[SUPPLIED TEXT start]

ISMC News 8 August 2024
Announcements + Featured Paper + Featured Soil Modeller
Webinar for the 2024 ISMC van Genuchten Award held by Paolo Nasta
17 of September 2024
“20 years in the Alento Hydrological Observatory”
The Alento Hydrological Observatory has amassed a rich dataset from diverse monitoring techniques and sampling campaigns. The goal is to gain hydrological understanding by effectively implementing this data set into hydrological models. The challenge is to describe the complex, non-linear hydrological processes modulated by scale-dependent feedback and multiscale spatio-temporal heterogeneity.
The webinar will be held 17th of September 2024 at 16:00 to 17:00 (GMT+2 or Berlin time). For access use this link.
The first eLTER Science Conference will take place 23-27 June 2025
https://elter-ri.eu/science-conference. We wish to exchange and engage in scientific dialogue about the Whole Systems Approach, which eLTER strives to strengthen. A vibrant mix of keynote lectures, oral and poster sessions, exhibitions, workshops and excursions shall cover the diverse facets of environmental research. The conference brings together peers across disciplines, incl. major environmental research networks and Research Infrastructures in Europe and globally.
The common research challenges and aims, as well as many joint activities, have encouraged closer collaboration between eLTER and ISMC already for a long time. Therefore, we would like to personally invite you and the whole ISMC community to participate in this event and collaborate in co-creating an engaging and inclusive agenda. We believe the eLTER Science Conference is a good opportunity to present the top results from ISMC to our community at large. As a first step, please find in the link our calls for sessions and workshops. We hope you could come up with some inspiring sessions to further enforce the collaboration!

[SUPPLIED TEXT end]
[SOURCE MATERIAL start]

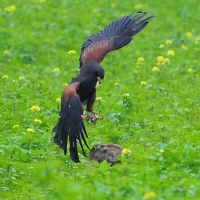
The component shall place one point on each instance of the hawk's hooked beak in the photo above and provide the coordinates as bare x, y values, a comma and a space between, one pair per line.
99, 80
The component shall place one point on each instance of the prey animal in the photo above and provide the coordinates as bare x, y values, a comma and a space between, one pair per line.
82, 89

[SOURCE MATERIAL end]

TASK INSTRUCTIONS |
(1) According to the ISMC newsletter, at what time will the webinar on 17 September 2024 be held?
(2) Reproduce the part of the ISMC newsletter that opens with the words containing "The Alento Hydrological Observatory has" and closes with "use this link.".

PER-TASK OUTPUTS |
(1) 16:00 to 17:00 (GMT+2 or Berlin time)

(2)
The Alento Hydrological Observatory has amassed a rich dataset from diverse monitoring techniques and sampling campaigns. The goal is to gain hydrological understanding by effectively implementing this data set into hydrological models. The challenge is to describe the complex, non-linear hydrological processes modulated by scale-dependent feedback and multiscale spatio-temporal heterogeneity.
The webinar will be held 17th of September 2024 at 16:00 to 17:00 (GMT+2 or Berlin time). For access use this link.